AIM OF THE TASK - Resume the blog post about an agent whose former client's project sold, along with its reader comments, picking up right after the final sentence.

What’s playing on the iPod right now? 21 GUNS by Greenday

I had an agent friend call me today because she was just feeling a tad blue. A client she had loved working with had unexpectedly decided to leave her agency last year. In the past couple of weeks, this agent friend had spotted the sale for the project they had been working on together before the author left.

That’s just hard.

But I had just the thing to cheer her up. I said, “You can’t help when a client chooses to leave. It happens. But at least you didn’t pass on a novel that has been on the New York Times Bestseller list for more than 16 weeks.”

Yep. Yours Truly.

That and a pot of tea cheered her up immensely!

Grin.


25 Responses

  1. Ellen B said:

    Reading Pub Rants always brightens my day, usually because of the positivity and pleasantness of the posts.

    It’s good to know that you give good Schadenfreude too, Kristin!

  2. Anonymous said:

    What? Kristin has made a boo boo? 🙁

    Um, which book on the NTY bestseller list?

    I think I’m turning into scrooge, though, because having been dumped (in a bad, bad way) by an agent before, I know there are two sides to every story. One can get caught up in losing a “sale” rather than the larger sorrow, which was losing the author’s faith.

  3. Madison said:

    It happens 🙂

    I think that’s what can be so frustrating about this industry. All the time, we hear, “this industry is subjective.” Sometimes, when I see this on a rejection letter I take it as encouragement. But other times, when I’m really frustrated (or I really wanted that agent) I pray I don’t hear the word “subjective.”

PROVIDED DATA -
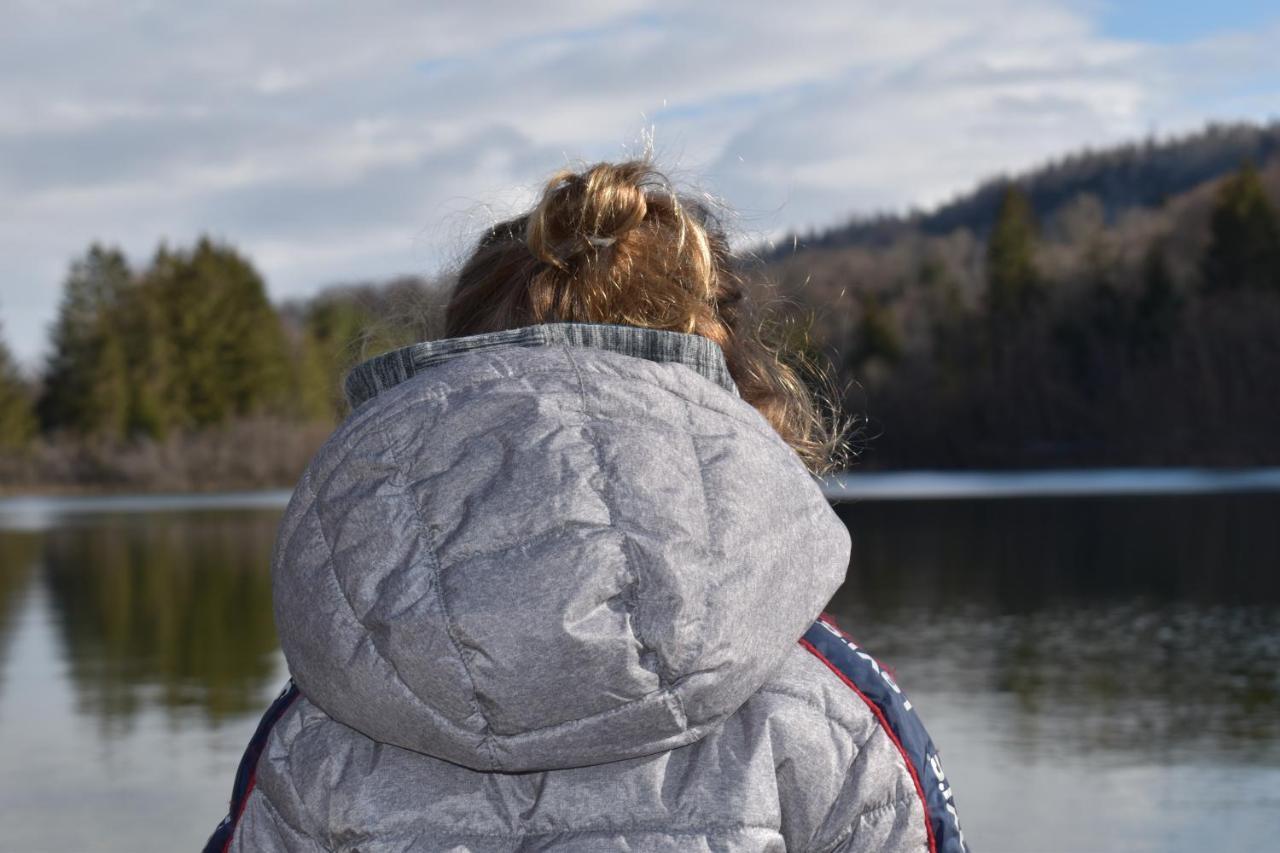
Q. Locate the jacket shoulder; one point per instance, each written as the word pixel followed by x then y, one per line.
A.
pixel 865 755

TASK ANSWER -
    As writers, we send query letters to all our favorite agents, hoping beyond hope the agent likes our work. Agents, (and I’m just guessing here), have to sort through zillions of query letters to find the next best seller. But does anyone ever really know? It all comes back to that darned subjectivity thing again…

  4. Marion Gropen said:

    Fishermen have nothing on publishers when it comes to “the one that got away.” But without those stories, how could we stay grounded in an intoxicating world like ours?

  5. dhansen said:

    Ouch. Been there. I once passed on the opportunity to publish a game that sold over 2 million copies. Now I work for the company that didn’t make the same mistake.

    Life can bite at times, but good things come back to good people (that work that rear ends off).

  6. Gwen Hernandez said:

    I’m with you about stepping on the scale right after Thanksgiving!

    I love your blog’s friendly insights on the agenting side of things. It’s helpful for me, as a writer, to remember that being an agent is a tough, often thankless job too. I hope the next client you pick up goes NYT#1. 😉

  7. Stephanie, PQW said:

    A nice, hot cup of tea always makes me feel better. Tell you agent friend my heart goes out to her.

    And, Agent Kristin, I’m sorry about yours, too. But I have to say that it gives me hope that when one agent turns my work away another just might fall in love with it. Thanks

  8. Anonymous said:

    Your friend can be comforted in the knowledge that she knows a best-seller when she sees one. And when it does she will spot it.

  9. Sarah Olutola said:

    Oh my goodness! Yeah, it just goes to show how subjective this business is. You read so many projects a day that you can never really know whether that project you reject will become the next big thing. I guess crap happens, but it’s just kind of the way things are. You just gotta pick up and move on 🙂

    Man…I haven’t heard a Green Day in a long time.

  10. lynnrush said:

    Oh wow, that’s a tough one. A client leaves, then the book sells? Oh boy, that’s just a bummer.

    Hey, can’t win ’em all, right?

  11. Anonymous said:

    I respect agents and the work they do, but so many pretend to be infallible. Glad to see you’re aware that you don’t always get it right and honest enough to admit it.

  12. Liana Brooks said:

    That sounds painful. At least the authors are the decent sort and not rubbing your nose in the fact that you passed.

    And, who knows, maybe things wouldn’t have worked out so well if you did agent those books. From what I understand the agent needs to be 100% behind a project to make it shine. If you passed, you had a reason. And that means you probably wouldn’t have gotten behind the project 100%. And it probably wouldn’t have done as well.

    Be happy for the authors and go find something you love.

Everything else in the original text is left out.